**Task objective:** All lines of the entries with "blue" in them must be listed.

[Natural language region descriptions]
+===+
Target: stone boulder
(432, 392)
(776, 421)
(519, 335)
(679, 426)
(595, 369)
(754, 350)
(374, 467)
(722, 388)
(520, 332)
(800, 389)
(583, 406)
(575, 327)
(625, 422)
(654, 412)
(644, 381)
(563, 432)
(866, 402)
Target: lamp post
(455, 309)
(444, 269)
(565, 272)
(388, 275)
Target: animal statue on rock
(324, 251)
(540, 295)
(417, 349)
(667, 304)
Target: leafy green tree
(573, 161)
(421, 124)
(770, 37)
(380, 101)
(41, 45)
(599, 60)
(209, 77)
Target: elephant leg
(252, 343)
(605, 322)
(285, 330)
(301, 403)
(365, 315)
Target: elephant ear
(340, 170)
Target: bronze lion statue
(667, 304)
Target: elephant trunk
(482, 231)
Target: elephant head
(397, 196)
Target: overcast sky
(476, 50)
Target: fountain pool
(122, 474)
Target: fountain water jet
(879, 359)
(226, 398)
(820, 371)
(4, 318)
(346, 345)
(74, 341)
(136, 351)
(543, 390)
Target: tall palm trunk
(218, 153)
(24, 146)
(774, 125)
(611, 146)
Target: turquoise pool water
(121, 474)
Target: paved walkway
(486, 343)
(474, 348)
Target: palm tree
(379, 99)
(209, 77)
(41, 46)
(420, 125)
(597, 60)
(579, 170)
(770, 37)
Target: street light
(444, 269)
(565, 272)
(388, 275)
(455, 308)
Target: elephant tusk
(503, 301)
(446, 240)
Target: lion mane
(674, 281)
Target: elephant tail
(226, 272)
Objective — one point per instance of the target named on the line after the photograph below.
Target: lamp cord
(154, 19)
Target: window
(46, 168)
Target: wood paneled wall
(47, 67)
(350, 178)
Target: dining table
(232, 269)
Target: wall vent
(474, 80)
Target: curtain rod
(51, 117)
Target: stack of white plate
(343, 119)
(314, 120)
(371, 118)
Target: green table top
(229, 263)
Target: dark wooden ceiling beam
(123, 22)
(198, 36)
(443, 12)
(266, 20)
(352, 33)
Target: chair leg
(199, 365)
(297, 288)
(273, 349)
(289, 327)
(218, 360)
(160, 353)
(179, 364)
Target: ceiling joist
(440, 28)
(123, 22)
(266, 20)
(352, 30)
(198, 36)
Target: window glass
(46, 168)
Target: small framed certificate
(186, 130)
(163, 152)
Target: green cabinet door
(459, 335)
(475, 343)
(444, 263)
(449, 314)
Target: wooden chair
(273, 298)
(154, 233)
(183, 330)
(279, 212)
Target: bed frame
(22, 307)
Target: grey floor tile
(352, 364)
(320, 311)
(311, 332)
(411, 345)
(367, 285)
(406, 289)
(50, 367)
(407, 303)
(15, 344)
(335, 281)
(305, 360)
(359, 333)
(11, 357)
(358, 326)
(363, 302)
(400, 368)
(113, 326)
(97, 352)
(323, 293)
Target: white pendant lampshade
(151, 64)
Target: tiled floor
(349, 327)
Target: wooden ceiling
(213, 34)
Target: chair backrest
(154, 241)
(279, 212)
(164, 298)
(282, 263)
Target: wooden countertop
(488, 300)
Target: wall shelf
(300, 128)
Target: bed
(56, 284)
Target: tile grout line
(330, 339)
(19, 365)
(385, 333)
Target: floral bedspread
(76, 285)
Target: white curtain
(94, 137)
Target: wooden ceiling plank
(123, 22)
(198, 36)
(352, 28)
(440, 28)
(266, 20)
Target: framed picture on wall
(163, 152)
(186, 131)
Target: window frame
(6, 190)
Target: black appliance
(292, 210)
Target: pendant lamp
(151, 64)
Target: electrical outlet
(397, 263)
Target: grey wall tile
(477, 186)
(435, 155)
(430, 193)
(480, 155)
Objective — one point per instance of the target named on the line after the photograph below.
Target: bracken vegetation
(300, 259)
+===+
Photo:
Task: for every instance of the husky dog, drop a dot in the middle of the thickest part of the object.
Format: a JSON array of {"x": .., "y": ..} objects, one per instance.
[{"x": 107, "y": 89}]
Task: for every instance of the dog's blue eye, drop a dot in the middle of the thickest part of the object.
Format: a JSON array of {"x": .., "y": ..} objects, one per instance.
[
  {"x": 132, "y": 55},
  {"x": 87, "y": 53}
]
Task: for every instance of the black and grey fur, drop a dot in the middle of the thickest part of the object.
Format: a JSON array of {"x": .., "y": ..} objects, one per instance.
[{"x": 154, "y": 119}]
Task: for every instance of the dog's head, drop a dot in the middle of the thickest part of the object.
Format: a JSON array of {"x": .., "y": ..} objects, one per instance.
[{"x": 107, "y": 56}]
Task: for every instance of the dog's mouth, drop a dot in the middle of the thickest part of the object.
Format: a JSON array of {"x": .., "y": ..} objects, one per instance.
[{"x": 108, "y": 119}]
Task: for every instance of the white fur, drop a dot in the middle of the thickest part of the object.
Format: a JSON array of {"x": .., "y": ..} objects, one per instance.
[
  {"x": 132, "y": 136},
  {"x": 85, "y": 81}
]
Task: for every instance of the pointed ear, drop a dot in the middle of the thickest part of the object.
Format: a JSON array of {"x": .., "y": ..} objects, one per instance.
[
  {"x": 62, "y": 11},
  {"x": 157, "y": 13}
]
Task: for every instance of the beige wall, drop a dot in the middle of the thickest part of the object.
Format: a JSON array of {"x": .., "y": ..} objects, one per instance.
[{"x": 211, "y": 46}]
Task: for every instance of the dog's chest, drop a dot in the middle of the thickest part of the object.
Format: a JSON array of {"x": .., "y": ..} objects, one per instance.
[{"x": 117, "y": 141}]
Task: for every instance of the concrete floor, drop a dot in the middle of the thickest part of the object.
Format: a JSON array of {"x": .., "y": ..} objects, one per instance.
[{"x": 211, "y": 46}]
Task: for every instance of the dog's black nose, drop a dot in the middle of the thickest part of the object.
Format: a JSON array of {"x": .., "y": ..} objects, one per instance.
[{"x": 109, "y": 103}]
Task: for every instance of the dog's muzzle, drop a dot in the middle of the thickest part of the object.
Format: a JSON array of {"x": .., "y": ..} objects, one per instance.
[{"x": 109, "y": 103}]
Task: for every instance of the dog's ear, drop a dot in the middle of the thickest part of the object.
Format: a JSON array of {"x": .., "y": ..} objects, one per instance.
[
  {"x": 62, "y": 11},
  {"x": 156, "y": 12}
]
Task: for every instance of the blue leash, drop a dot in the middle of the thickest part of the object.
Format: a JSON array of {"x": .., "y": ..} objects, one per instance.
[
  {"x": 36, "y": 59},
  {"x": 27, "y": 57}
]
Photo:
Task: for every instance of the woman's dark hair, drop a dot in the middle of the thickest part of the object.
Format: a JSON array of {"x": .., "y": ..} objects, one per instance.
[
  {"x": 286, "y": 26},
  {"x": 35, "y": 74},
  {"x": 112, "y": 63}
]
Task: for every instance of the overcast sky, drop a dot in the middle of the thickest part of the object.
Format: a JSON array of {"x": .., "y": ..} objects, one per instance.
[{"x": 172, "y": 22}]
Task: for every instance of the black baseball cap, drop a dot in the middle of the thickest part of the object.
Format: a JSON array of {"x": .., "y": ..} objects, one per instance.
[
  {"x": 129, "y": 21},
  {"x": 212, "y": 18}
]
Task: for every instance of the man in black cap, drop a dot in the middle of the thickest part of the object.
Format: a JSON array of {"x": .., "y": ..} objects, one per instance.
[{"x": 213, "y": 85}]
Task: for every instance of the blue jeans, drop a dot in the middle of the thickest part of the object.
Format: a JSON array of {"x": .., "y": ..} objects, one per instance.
+===+
**Result:**
Task: for every instance of the dog's blue eye, drop a dot in the middle of the thickest part of the object.
Task: for every instance of the blue leash, drop a dot in the middle of the thickest part of the object.
Task: for every instance of the blue jeans, drop a dot in the middle of the thickest part of the object.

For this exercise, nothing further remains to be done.